* Study text
Department of Physical Education and Health Promotion, University of Wisconsin—Oshkosh Oshkosh, Wisconsin (W.D.S.)
Northern Michigan University, Marquette, Michigan (C.J.B.)
Arizona State University, Tempe, Arizona (L.K.K.)

Address reprint requests to: Dr. W. Daniel Schmidt, Department of Physical Education and Health Promotion, Albee Hall, The University of Wisconsin—Oshkosh, Oshkosh, WI 54901. E-mail: schmidtw{at}uwosh.edu.

	ABSTRACT

TOP FOOTNOTES ABSTRACT INTRODUCTION MATERIALS AND METHODS RESULTS ACKNOWLEDGMENTS REFERENCES

 
Objective: The specific aim of this study was to determine if three 10 minute bouts of exercise per day (3 x 10) and two 15 minute bouts per day (2 x 15) were as effective as one 30 minute bout per day (1 x 30) for improving VO₂ max and weight loss.

* Tasks for this exercise
a) In the exercise study excerpt, which university is listed for C.J.B.?
b) List every daily exercise schedule that the exercise study excerpt compares.
c) Extend the exercise study excerpt, picking up after its last sentence.

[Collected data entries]
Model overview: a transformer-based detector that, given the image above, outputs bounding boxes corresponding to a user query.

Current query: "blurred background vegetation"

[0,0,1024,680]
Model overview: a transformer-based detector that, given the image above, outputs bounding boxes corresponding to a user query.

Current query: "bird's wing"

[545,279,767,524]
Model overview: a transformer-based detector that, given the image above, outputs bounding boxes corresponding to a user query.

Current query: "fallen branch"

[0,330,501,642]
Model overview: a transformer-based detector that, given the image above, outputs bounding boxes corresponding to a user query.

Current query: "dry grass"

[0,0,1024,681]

==

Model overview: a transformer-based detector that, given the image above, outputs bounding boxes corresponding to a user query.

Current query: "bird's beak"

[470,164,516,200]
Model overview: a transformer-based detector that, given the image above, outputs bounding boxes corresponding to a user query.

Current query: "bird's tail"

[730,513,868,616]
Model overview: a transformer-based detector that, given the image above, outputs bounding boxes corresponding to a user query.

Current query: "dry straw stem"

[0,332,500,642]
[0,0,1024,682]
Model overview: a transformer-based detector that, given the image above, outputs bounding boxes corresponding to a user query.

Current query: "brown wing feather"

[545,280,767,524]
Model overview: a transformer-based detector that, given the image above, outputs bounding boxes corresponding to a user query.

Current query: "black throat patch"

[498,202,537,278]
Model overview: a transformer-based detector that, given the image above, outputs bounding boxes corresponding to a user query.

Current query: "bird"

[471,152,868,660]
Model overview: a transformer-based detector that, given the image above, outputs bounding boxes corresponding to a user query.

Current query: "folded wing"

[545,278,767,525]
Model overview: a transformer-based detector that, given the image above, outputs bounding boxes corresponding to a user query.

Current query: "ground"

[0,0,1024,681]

--

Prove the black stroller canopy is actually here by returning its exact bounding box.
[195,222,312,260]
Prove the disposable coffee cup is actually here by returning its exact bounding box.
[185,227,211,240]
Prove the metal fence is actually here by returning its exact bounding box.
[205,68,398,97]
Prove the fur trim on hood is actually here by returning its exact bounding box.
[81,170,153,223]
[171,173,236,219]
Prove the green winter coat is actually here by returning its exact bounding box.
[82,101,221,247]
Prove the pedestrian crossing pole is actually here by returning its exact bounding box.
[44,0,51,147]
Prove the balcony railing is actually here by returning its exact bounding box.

* Per-task outputs
a) Northern Michigan University, Marquette, Michigan.

b)
- Three 10 minute bouts per day (3 x 10)
- Two 15 minute bouts per day (2 x 15)
- One 30 minute bout per day (1 x 30)

c)
Methods: Overweight, female college students (body mass index 28 kg/m²) were recruited and assessed at baseline and post-treatment for aerobic fitness (Astrand maximal cycle test), weight, skinfold thickness (7-site), and circumference measures (4-site). Following measurement of resting energy expenditure (REE), subjects were asked to follow a self-monitored calorie restricted diet (80% of REE) for the twelve week duration of the study and were assigned (non-random) to one of four treatment groups: 1) a nonexercising control group (control, n = 8), 2) a 30 minutes continuous exercise group (1 x 30, n = 12), 3) a 30 minutes accumulated exercise group (2 x 15, n = 10) and 4) a second 30 minutes accumulated exercise group (3 x 10, n = 8). The exercising subjects participated in aerobic exercise training at 75% of heart rate reserve three to five days per week with all exercise monitored.

Results: VO₂ max increased significantly while weight, body mass index, sum of skinfolds, and sum of circumferences decreased significantly from baseline to post-treatment in the 1 x 30, 2 x 15 and the 3 x 10 groups, but not in the control group. A tertiary finding was that exercise participation did not differ among the exercising groups with regard to the average number of days per week.

Conclusions: These results support the hypothesis that exercise accumulated in several short bouts has similar effects as one continuous bout with regard to aerobic fitness and weight loss during caloric restriction in overweight, young women.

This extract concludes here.